Print the part of the John Vines article that starts at "- Profession: Attorney" and ends at "School of Law.", without changing any words.

### TEXT FOR ANALYSIS
#####

Member of the Arkansas House of Representatives from the 25th district
- In office January 2011 – January 2017
- Preceded by: Gene Shelby
- Succeeded by: Les Warren

Personal details
- Born: September 14, 1973 (age 52)
- Party: Democratic
- Education: University of Arkansas University of Arkansas School of Law (JD)
- Profession: Attorney
- Website: vines4staterep.com

= John Vines (politician) =

American politician

John T. Vines (born September 14, 1973) is an American politician and a former Democratic member of the Arkansas House of Representatives from 2011 to 2017.

==Education==
Vines earned his bachelor's degree from the University of Arkansas and his JD from the University of Arkansas School of Law.

==Elections==
- 2012 Vines was unopposed for the May 22, 2012 Democratic Primary and won the November 6, 2012 General election with 6,615 votes (62.4%) against Republican nominee Michael Jones.
- 2010 When House District 25 Representative Gene Shelby ran for Arkansas Senate and left the seat open, Vines won the May 18, 2010 Democratic Primary with 1,461 votes (46.1%), and was unopposed for the November 2, 2010 General election.

==Arkansas House Bill 2028==
In 2013 Vines introduced House Bill 2028, "An Act To Regulate The Practices Of Credit Card Issuers; And To Establish The Terms To Be Used In Credit Card Transactions." The Bill "established the terms to be used in credit card transactions", including the legal definition for "creditor" to mean "a person, business, financial institution, or commercial enterprise that owns the credit card account." The law was voted in by the Senate on April 18, 2013, and by the House on April 19, 2013. In a Bloomberg Law 2016 article that compared how different states were approaching the "national tidal wave of consumer debt litigation, driven by aggressive junk-debt buyers" Bloomberg reported that H. B. 2028 provided creditors and debt buyers "with a presumption of accuracy in credit card debt cases with a final billing resulting in debt buyers can more frequently "sue the wrong consumer, seek the wrong amount, attempt to collect on debts that have already been paid, file actions on debts barred by the applicable statute of limitation or seek payment on debts previously discharged in bankruptcy."

==Popular culture==
John Oliver featured a video of Vines introducing the Bill on his twenty-minute segment on Debt Buyers on his June 6, 2016 HBO show, Tonight with John Oliver.

#####

### SUPPLIED ENTRIES
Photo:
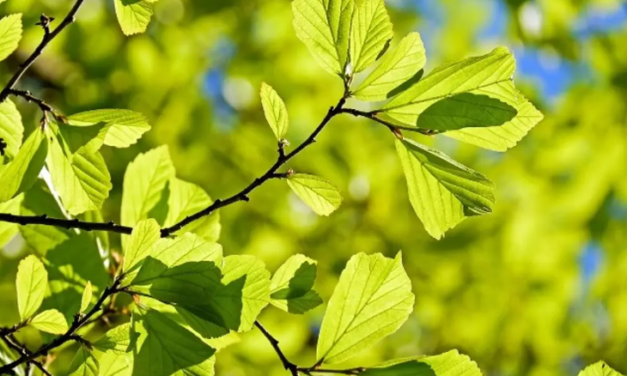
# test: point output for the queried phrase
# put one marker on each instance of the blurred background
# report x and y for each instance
(539, 287)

#####

### RESULT OF THIS EXERCISE
- Profession: Attorney
- Website: vines4staterep.com

= John Vines (politician) =

American politician

John T. Vines (born September 14, 1973) is an American politician and a former Democratic member of the Arkansas House of Representatives from 2011 to 2017.

==Education==
Vines earned his bachelor's degree from the University of Arkansas and his JD from the University of Arkansas School of Law.